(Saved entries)
=-=-=

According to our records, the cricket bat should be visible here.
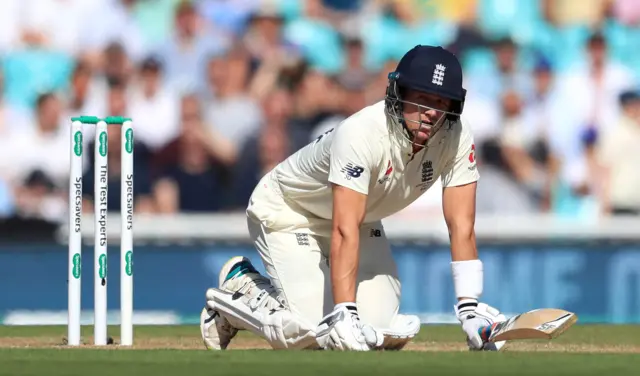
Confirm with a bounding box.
[478,308,578,342]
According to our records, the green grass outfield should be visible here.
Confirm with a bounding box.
[1,325,640,376]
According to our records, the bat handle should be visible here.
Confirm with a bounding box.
[478,322,498,342]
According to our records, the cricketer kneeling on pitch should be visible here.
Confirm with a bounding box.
[200,45,507,351]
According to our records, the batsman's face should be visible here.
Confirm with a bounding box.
[402,89,451,144]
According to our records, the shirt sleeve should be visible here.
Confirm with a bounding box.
[328,119,377,195]
[441,118,480,188]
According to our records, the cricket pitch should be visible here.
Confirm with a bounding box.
[1,325,639,376]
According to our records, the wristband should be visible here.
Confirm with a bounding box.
[455,298,478,320]
[334,302,358,312]
[451,259,483,299]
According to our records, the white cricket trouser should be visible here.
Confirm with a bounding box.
[247,215,401,331]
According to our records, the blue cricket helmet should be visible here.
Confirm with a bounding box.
[385,45,467,141]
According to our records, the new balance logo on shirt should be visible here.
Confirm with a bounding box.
[341,163,364,180]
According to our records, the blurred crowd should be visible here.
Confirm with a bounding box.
[0,0,639,226]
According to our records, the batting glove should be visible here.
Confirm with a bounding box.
[315,303,383,351]
[455,299,506,351]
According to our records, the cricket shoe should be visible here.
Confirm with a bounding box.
[218,256,286,311]
[200,256,259,350]
[200,306,238,350]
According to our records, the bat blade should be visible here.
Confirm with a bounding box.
[479,308,578,342]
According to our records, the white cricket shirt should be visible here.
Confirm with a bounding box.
[247,101,479,235]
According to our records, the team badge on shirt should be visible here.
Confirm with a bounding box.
[416,160,434,191]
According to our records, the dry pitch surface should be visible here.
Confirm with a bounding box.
[1,325,639,376]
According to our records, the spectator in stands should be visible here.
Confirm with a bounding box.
[243,0,299,70]
[549,31,638,216]
[13,169,65,222]
[64,60,95,119]
[77,41,135,122]
[521,56,557,140]
[519,56,561,210]
[0,0,91,55]
[203,45,263,155]
[1,93,67,188]
[335,34,373,93]
[152,94,230,213]
[227,86,293,209]
[597,89,640,215]
[498,89,554,210]
[106,81,129,119]
[472,90,541,214]
[78,0,147,66]
[102,42,134,88]
[152,93,237,175]
[159,0,229,93]
[129,55,180,151]
[242,1,304,101]
[286,63,342,151]
[553,31,637,143]
[0,93,68,221]
[464,37,533,103]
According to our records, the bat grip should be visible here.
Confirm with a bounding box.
[478,322,498,342]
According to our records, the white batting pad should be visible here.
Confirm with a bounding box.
[206,288,319,350]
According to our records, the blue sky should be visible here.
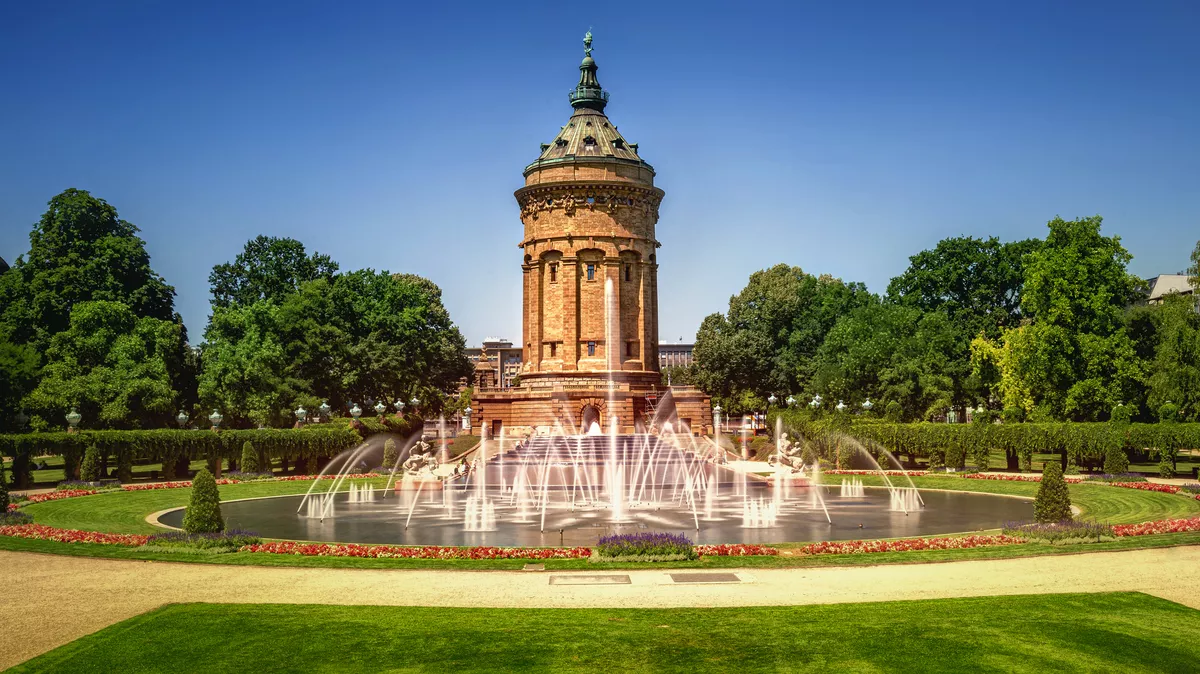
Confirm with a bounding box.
[1,1,1197,345]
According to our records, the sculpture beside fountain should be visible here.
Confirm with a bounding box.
[396,437,443,491]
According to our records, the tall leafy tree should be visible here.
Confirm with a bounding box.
[0,189,176,351]
[692,265,872,412]
[1144,295,1200,420]
[973,216,1143,420]
[24,301,185,429]
[209,236,338,309]
[812,302,961,420]
[887,236,1041,339]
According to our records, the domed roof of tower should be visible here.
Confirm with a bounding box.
[524,32,653,176]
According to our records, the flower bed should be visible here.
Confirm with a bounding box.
[825,470,928,476]
[798,534,1023,556]
[1112,516,1200,537]
[694,543,779,556]
[1107,482,1180,495]
[0,524,149,546]
[22,489,99,504]
[237,541,592,559]
[962,473,1084,483]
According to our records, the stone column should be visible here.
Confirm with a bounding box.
[561,257,579,369]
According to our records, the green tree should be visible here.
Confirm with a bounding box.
[887,236,1041,339]
[1033,461,1072,522]
[974,216,1143,420]
[209,236,338,309]
[0,189,176,352]
[693,265,871,412]
[1143,295,1200,420]
[812,302,962,421]
[182,468,224,533]
[23,301,185,429]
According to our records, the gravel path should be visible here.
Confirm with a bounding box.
[3,546,1199,669]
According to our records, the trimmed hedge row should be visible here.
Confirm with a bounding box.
[0,427,366,488]
[772,410,1200,471]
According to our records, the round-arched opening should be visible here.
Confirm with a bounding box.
[580,405,600,430]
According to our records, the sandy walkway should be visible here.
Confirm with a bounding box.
[3,546,1199,669]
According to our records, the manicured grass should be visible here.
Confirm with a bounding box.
[13,593,1200,673]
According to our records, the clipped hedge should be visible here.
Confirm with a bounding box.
[771,409,1200,471]
[0,427,366,488]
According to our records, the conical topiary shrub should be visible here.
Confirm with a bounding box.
[1034,461,1072,523]
[240,441,259,474]
[80,445,102,482]
[383,438,399,471]
[182,468,224,533]
[1104,445,1130,475]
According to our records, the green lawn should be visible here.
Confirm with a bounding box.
[13,593,1200,673]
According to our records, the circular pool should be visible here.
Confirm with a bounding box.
[158,485,1032,547]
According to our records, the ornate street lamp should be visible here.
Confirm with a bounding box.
[318,400,331,421]
[349,403,362,419]
[785,395,795,407]
[767,394,777,407]
[65,407,82,431]
[374,401,386,416]
[176,411,189,428]
[294,405,308,423]
[713,404,722,432]
[463,405,473,431]
[394,400,405,414]
[208,409,223,429]
[410,397,420,408]
[836,400,847,413]
[809,394,822,409]
[862,398,874,412]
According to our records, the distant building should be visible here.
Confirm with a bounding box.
[0,256,8,274]
[465,338,523,389]
[1144,274,1195,305]
[658,342,694,369]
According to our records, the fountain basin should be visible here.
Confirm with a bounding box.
[156,486,1034,548]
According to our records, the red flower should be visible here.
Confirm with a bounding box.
[1112,516,1200,536]
[0,524,148,546]
[798,534,1023,556]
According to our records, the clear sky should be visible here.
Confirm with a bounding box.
[1,1,1197,345]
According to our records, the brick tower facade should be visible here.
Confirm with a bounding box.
[471,34,711,437]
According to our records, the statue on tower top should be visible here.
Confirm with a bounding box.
[584,30,593,57]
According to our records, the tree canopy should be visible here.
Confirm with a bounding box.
[209,236,338,309]
[886,236,1040,339]
[0,189,176,351]
[692,265,872,413]
[23,301,188,429]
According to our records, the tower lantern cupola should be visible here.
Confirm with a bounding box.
[568,31,609,112]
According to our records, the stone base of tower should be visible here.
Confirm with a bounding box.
[470,372,711,438]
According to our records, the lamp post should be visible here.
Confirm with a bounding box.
[349,403,362,420]
[294,405,307,429]
[786,395,795,408]
[65,407,82,433]
[836,400,847,413]
[463,405,473,432]
[862,398,873,414]
[318,400,331,423]
[374,401,386,417]
[810,394,822,409]
[713,404,722,435]
[176,411,189,429]
[208,409,223,431]
[394,400,405,417]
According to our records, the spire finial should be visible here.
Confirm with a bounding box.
[583,30,593,57]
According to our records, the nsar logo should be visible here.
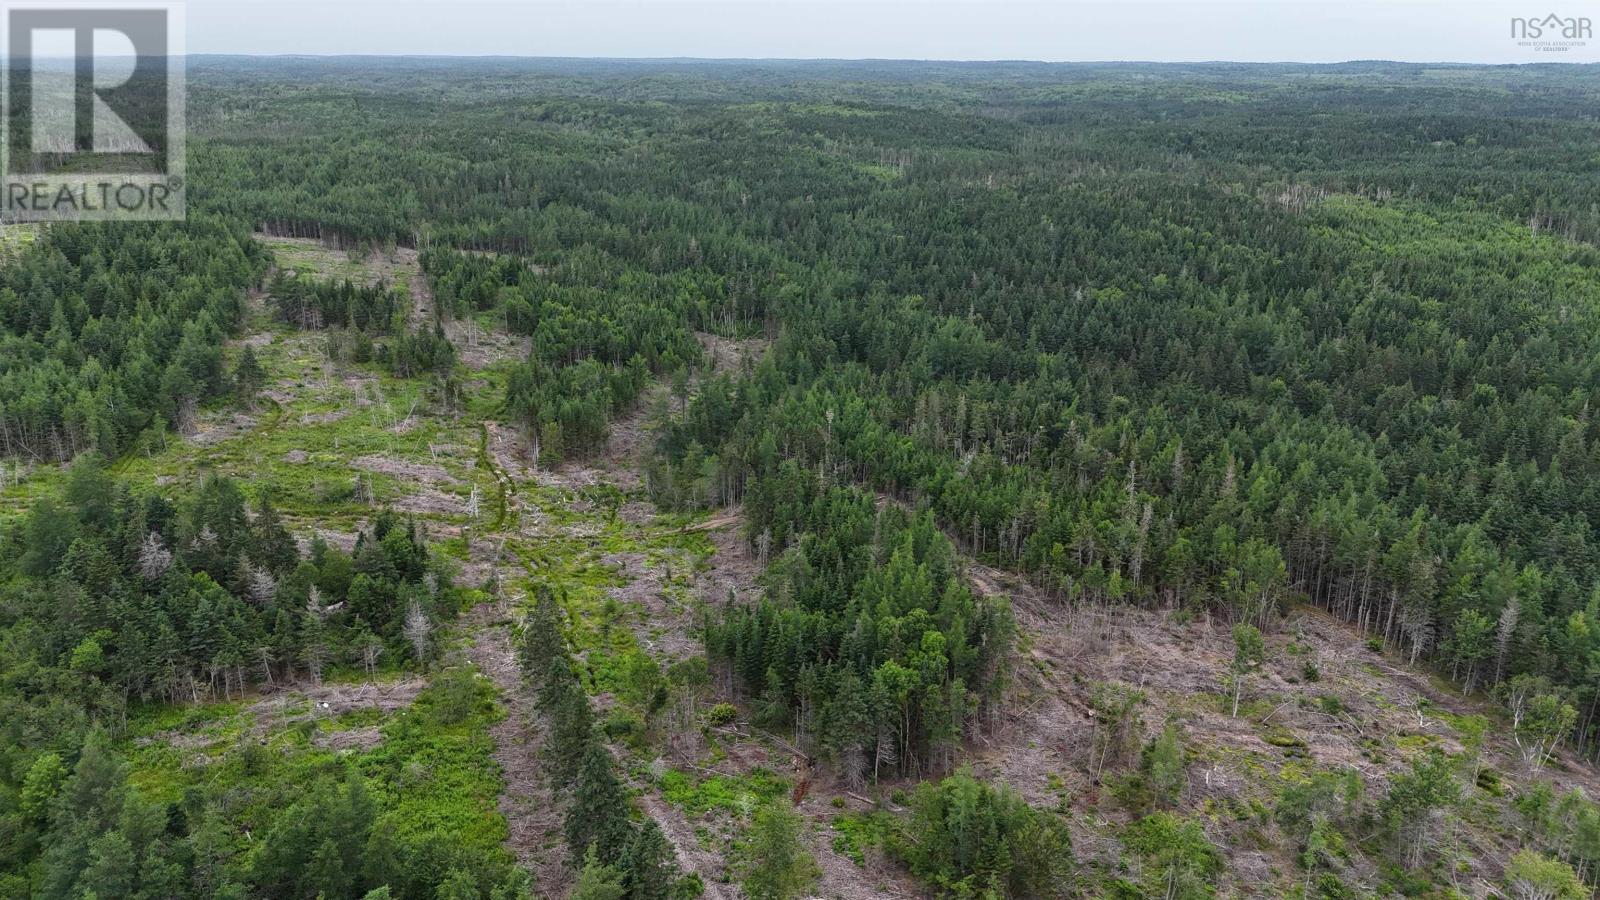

=-=-=

Your answer is an exact copy of the records above, stripped of pictures.

According to our records, the cricket bat should be visible here.
Confirm with a bounding box.
[478,308,578,342]
According to our records, the green grass outfield should be visible here.
Confirm with a bounding box.
[1,325,640,376]
According to our records, the bat handle should be visible here.
Confirm with a bounding box.
[478,322,498,342]
According to our records, the cricketer kneeling on pitch should be visible here.
Confirm with a bounding box.
[200,45,507,351]
According to our records, the batsman's face should be visible here.
Confirm with a bounding box.
[402,89,451,144]
According to our records, the shirt sleeve should be visible here.
Confirm with a bounding box.
[328,119,377,195]
[441,118,480,188]
According to our records, the cricket pitch should be visible here.
Confirm with a bounding box.
[1,325,639,376]
According to our records, the wristband should be visible here.
Confirm with a bounding box.
[455,298,478,320]
[334,302,358,312]
[451,259,483,299]
According to our records, the white cricket trouser should be visible here.
Confirm with a bounding box.
[247,215,401,331]
According to our records, the blue cricket helmet should be visible here.
Confirm with a bounding box.
[385,45,467,141]
According to our records, the new balance logo on shirt should be visible here.
Confirm with a bounding box.
[341,163,364,180]
According to our records, the blurred crowd should be visible here.
Confirm with a bounding box.
[0,0,639,226]
According to our records, the batting glove should be visible here.
Confirm with a bounding box.
[315,303,383,351]
[455,299,506,351]
According to our records, the cricket shoe should be visible here.
Confirm with a bounding box.
[218,256,286,311]
[200,256,259,350]
[200,306,238,350]
According to our records, the bat blade should be visible here.
Confirm with a bounding box.
[479,308,578,342]
According to our records, the white cricket shirt should be visible here.
Confirm with a bounding box.
[247,101,479,235]
According to our records, the team badge on shirt should be visible here.
Confirm with a bounding box.
[416,160,434,191]
According to our records, the dry pitch surface should be visible here.
Confirm with a bounding box.
[1,325,639,376]
According to our records, the spectator in stands should be visible here.
Confirm with a bounding box.
[243,0,299,70]
[549,31,638,216]
[13,169,65,222]
[64,60,95,119]
[77,41,135,122]
[521,56,557,140]
[519,56,561,210]
[0,0,91,55]
[203,45,263,155]
[1,93,67,188]
[335,34,373,93]
[152,94,230,213]
[227,86,293,209]
[597,89,640,215]
[498,89,554,210]
[106,81,129,119]
[472,90,541,214]
[78,0,147,66]
[102,42,134,88]
[152,93,237,175]
[159,0,229,93]
[129,55,180,151]
[242,1,304,101]
[286,63,342,151]
[553,31,637,143]
[0,93,68,221]
[464,37,533,103]
According to our records, the bat grip should be visible here.
Confirm with a bounding box.
[478,322,498,342]
According to our records, the white batting pad should be visible here.
Confirm with a bounding box.
[206,288,319,350]
According to our records, the blue sky should be visible here.
Confirm with a bounding box.
[1,1,1197,345]
According to our records, the sculpture beside fountain should be visible here.
Confirm with a bounding box.
[396,437,443,491]
According to our records, the tall leafy tree should be visible here.
Confirm with a bounding box.
[0,189,176,351]
[692,265,872,412]
[1144,295,1200,420]
[973,216,1143,420]
[24,301,185,429]
[209,236,338,309]
[812,302,961,420]
[887,236,1041,339]
According to our records, the domed roof of tower should be visible here.
Confirm with a bounding box.
[524,32,653,176]
According to our records, the flower bed should be visible here.
Confirm with a bounding box.
[825,470,928,476]
[798,534,1023,556]
[1112,516,1200,537]
[694,543,779,556]
[1107,482,1180,495]
[0,524,149,546]
[22,489,99,504]
[237,541,592,559]
[962,473,1084,483]
According to our records, the stone column should be visible here.
Confirm with a bounding box.
[561,257,579,369]
According to our records, the green tree should be visible here.
Confirm with a bounding box.
[887,236,1041,339]
[1033,461,1072,522]
[974,216,1143,420]
[209,236,338,309]
[0,189,176,352]
[693,265,871,412]
[1143,295,1200,420]
[812,302,962,421]
[182,468,224,533]
[23,301,185,429]
According to our records, the gravel path should be visible here.
Confirm with a bounding box.
[3,546,1199,669]
According to our records, the trimmed hedge row should be visible here.
Confirm with a bounding box.
[0,427,366,488]
[772,410,1200,471]
According to our records, the round-arched opening should be visible here.
Confirm with a bounding box.
[580,405,600,430]
According to our records, the sandy walkway should be visible here.
Confirm with a bounding box.
[3,546,1199,669]
According to our records, the manicured grass should be visible here.
Confirm with a bounding box.
[13,593,1200,673]
According to our records, the clipped hedge should be visible here.
Confirm with a bounding box.
[771,409,1200,471]
[0,427,366,488]
According to our records, the conical topiary shrub should be visible here.
Confirm with a bounding box.
[1034,461,1072,523]
[240,441,259,474]
[80,445,102,482]
[383,438,399,471]
[182,468,224,533]
[1104,445,1130,475]
According to our records, the green lawn should be visible here.
Confirm with a bounding box.
[13,593,1200,673]
According to our records, the circular pool should be visible here.
Confirm with a bounding box.
[158,485,1032,547]
According to our records, the ornate street lamp should be visible here.
Confirm with a bounding box.
[318,400,331,421]
[349,403,362,419]
[785,395,795,407]
[767,394,777,407]
[65,407,82,431]
[374,401,386,416]
[176,411,189,428]
[294,405,308,423]
[713,404,722,432]
[463,405,473,431]
[394,400,405,414]
[208,409,223,429]
[410,397,420,408]
[836,400,847,413]
[809,394,822,409]
[862,398,874,412]
According to our records, the distant building should be visible here.
Confirm with a bounding box.
[0,256,8,274]
[465,338,523,389]
[1144,274,1195,305]
[658,342,694,369]
According to our records, the fountain basin should be visible here.
Confirm with a bounding box.
[156,486,1034,548]
According to our records, the red flower should be visible here.
Confirm with a bounding box.
[1112,516,1200,536]
[0,524,148,546]
[798,534,1023,556]
According to our records, the clear sky should be visible here.
Confirm with a bounding box.
[1,1,1197,345]
According to our records, the brick tower facade should be visible here.
Confirm with a bounding box.
[471,34,711,437]
According to our records, the statue on tower top should be visible here.
Confirm with a bounding box.
[584,30,593,57]
According to our records, the tree canopy should be visible here.
Confirm with a bounding box.
[209,236,338,309]
[886,236,1040,339]
[0,189,176,351]
[692,265,872,413]
[23,301,188,429]
According to our records, the tower lantern cupola should be visible here.
Confirm with a bounding box.
[568,31,609,112]
According to our records, the stone base of tower should be visible here.
Confirm with a bounding box.
[470,372,711,438]
According to our records, the lamp post should be visible here.
Confirm with a bounding box.
[349,403,362,420]
[294,405,307,429]
[786,395,795,408]
[65,407,82,433]
[836,400,847,413]
[463,405,473,432]
[862,398,873,414]
[318,400,331,423]
[374,401,386,417]
[810,394,822,409]
[713,404,722,435]
[176,411,189,429]
[208,409,223,431]
[394,400,405,417]
According to our records, the spire finial should be visible here.
Confirm with a bounding box.
[583,30,593,57]
According to our records, the nsar logo should be visible here.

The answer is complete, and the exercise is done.